EXTRACT TO READ:

Accordingly, we answer the first question certified in this case in the affirmative: When a Form E endorsement filed with the PSC provides that an insurance company has issued its insured an insurance policy and the policy lapses before an incident giving rise to liability on the part of the insured and before proper notice of cancellation is given to the PSC, the insurer’s liability to a third party injured by the insured is based on the policy itself as opposed to liability based on the minimum coverage imposed by law.

2. Since we have concluded that the insurer’s liability is based on its policy of insurance, the Eleventh Circuit asks us to consider whether the policy’s provision limiting the insurer’s liability to pay damages to others is applicable to the situation presented by this case. The policy sets out 24 circumstances that result in exclusion of coverage. The policy then states a limitation on liability:

If we are required by any applicable filing which we have made on your behalf to provide coverage not otherwise provided by this policy under this PART I– LIABILITY TO OTHERS, to any person or organization, the coverage provided hereunder for such person shall be the minimum coverage required by law. If we are required to make any payment under this policy that would not have been made except for the certification, you must reimburse us.

SET TASK A:
Set down the passage of the insurance liability opinion above, from "2. Since we" up to and including "must reimburse us.".
SET TASK B:
Render this sentence from the insurance liability opinion above into Spanish: "The policy sets out 24 circumstances that result in exclusion of coverage."
SET TASK C:
List every sentence in the insurance liability opinion above that contains the word "coverage".

EXCERPTED RECORDS:
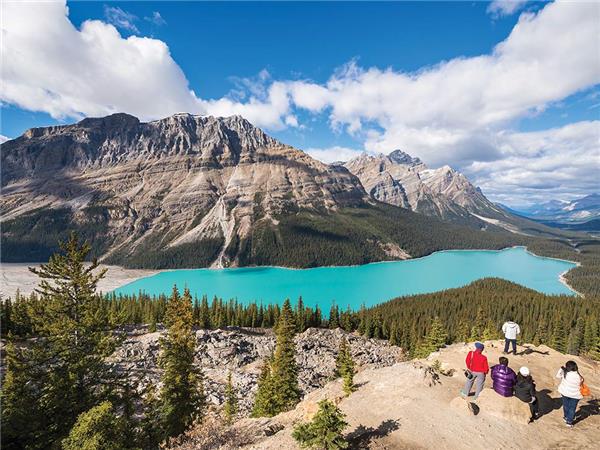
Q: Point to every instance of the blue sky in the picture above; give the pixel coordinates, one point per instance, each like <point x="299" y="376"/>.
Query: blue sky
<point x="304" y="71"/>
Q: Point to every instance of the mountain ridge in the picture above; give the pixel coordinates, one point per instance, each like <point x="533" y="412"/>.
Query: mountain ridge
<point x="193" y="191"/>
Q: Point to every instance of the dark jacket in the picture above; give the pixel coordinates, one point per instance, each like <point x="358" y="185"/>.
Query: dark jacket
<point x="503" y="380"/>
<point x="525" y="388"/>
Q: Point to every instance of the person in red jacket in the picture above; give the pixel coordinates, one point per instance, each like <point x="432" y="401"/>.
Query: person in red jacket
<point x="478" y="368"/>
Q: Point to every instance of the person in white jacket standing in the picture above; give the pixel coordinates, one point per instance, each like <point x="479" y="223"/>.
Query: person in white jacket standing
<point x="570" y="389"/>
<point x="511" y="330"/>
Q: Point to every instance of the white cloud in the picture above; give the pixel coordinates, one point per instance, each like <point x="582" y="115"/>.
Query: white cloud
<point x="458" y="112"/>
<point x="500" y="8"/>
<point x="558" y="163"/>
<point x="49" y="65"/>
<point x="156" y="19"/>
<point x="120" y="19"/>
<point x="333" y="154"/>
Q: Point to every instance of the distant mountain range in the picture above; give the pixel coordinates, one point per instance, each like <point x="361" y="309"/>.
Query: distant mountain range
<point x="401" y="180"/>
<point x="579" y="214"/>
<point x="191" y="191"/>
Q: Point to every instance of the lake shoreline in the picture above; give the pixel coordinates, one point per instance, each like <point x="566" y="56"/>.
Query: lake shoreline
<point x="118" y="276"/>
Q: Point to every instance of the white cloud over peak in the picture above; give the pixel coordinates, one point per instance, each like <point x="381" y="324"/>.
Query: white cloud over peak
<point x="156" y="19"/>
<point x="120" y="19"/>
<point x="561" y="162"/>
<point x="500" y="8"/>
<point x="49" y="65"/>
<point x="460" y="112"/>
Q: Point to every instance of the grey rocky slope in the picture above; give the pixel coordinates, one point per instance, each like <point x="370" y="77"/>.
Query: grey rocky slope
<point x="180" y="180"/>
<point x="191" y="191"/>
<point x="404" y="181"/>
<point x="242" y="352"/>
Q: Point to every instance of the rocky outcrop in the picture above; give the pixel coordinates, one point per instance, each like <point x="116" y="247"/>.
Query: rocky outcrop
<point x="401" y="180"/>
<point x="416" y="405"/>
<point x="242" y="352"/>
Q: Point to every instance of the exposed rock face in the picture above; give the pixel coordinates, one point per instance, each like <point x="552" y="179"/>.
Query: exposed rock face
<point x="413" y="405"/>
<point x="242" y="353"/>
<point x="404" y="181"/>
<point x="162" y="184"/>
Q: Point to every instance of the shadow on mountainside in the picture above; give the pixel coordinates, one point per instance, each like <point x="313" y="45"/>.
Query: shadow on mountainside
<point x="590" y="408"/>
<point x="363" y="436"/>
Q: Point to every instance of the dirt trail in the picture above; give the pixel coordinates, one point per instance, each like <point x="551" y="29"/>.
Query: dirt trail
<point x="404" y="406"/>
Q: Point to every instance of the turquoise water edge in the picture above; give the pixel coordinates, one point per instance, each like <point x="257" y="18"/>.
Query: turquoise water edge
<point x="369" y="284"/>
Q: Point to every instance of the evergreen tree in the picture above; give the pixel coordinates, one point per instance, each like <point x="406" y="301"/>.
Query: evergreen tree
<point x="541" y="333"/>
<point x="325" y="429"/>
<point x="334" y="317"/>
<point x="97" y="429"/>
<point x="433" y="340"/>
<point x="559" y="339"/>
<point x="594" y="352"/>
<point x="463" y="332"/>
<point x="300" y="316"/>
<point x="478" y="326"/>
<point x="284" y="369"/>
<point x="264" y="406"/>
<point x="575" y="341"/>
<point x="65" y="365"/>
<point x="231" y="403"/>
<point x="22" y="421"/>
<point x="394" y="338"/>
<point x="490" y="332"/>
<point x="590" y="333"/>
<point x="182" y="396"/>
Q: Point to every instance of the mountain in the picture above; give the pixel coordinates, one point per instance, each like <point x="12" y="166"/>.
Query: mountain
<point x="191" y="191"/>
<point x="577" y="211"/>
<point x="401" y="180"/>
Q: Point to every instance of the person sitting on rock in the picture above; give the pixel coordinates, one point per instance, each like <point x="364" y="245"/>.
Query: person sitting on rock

TASK OUTPUT A:
2. Since we have concluded that the insurer’s liability is based on its policy of insurance, the Eleventh Circuit asks us to consider whether the policy’s provision limiting the insurer’s liability to pay damages to others is applicable to the situation presented by this case. The policy sets out 24 circumstances that result in exclusion of coverage. The policy then states a limitation on liability:

If we are required by any applicable filing which we have made on your behalf to provide coverage not otherwise provided by this policy under this PART I– LIABILITY TO OTHERS, to any person or organization, the coverage provided hereunder for such person shall be the minimum coverage required by law. If we are required to make any payment under this policy that would not have been made except for the certification, you must reimburse us.

TASK OUTPUT B:
La póliza establece 24 circunstancias que dan lugar a la exclusión de la cobertura.

TASK OUTPUT C:
- Accordingly, we answer the first question certified in this case in the affirmative: When a Form E endorsement filed with the PSC provides that an insurance company has issued its insured an insurance policy and the policy lapses before an incident giving rise to liability on the part of the insured and before proper notice of cancellation is given to the PSC, the insurer’s liability to a third party injured by the insured is based on the policy itself as opposed to liability based on the minimum coverage imposed by law.
- The policy sets out 24 circumstances that result in exclusion of coverage.
- If we are required by any applicable filing which we have made on your behalf to provide coverage not otherwise provided by this policy under this PART I– LIABILITY TO OTHERS, to any person or organization, the coverage provided hereunder for such person shall be the minimum coverage required by law.